Task to complete -
Answer these from the abstract on viral protein variant prediction.
(a) What does the acronym EVPMM stand for?
(b) What two components does the framework consist of?
(c) What is used to obtain the pairwise dependencies between residues?
*** Opening Text under study ***
Co-evolution integrated deep learning framework for variants generation and fitness prediction (preprint)

ABSTRACT

Pandemic caused by viral protein is characterized by waves of transmission triggered by new variants replacing old ones, resulting in immune escape and threatening public health. Therefore, there is an obvious need to accurately identify the vital mutation sites and understand the complex patterns of mutation effect of viral protein. However, existing work do not explicitly modelling vital positions functioning for virus fitness, leading to large search space with money- and time-consuming search cost. Here, we propose EVPMM (evolutionary integrated viral protein mutation machine), a co-evolution profiles integrated deep learning framework for dominant variants forecasting, vital mutation sites prediction and fitness landscape depicting. It consists of a position detector to directly detect the functional positions as well as a mutant predictor to depict fitness landscape. Moreover, pairwise dependencies between residues obtained by a Markov Random Field are also incorporated to promote reasonable variant generation. We show that EVPMM significantly outperforms existing machine learning algorithms on mutation position detection, residue prediction and fitness prediction accuracies. Remarkably, there is a highly agreement between positions identified by our method with current variants of concern and provides some new mutation pattern hypothesis. The method can prioritize mutations as they emerge for public health concern.
*** Closing Text under study ***
*** Opening Provided records ***
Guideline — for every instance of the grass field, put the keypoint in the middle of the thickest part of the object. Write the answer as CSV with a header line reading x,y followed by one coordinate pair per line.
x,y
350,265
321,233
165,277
*** Closing Provided records ***
Solution for this exercise -
(a) Evolutionary integrated viral protein mutation machine
(b) A position detector and a mutant predictor
(c) A Markov Random Field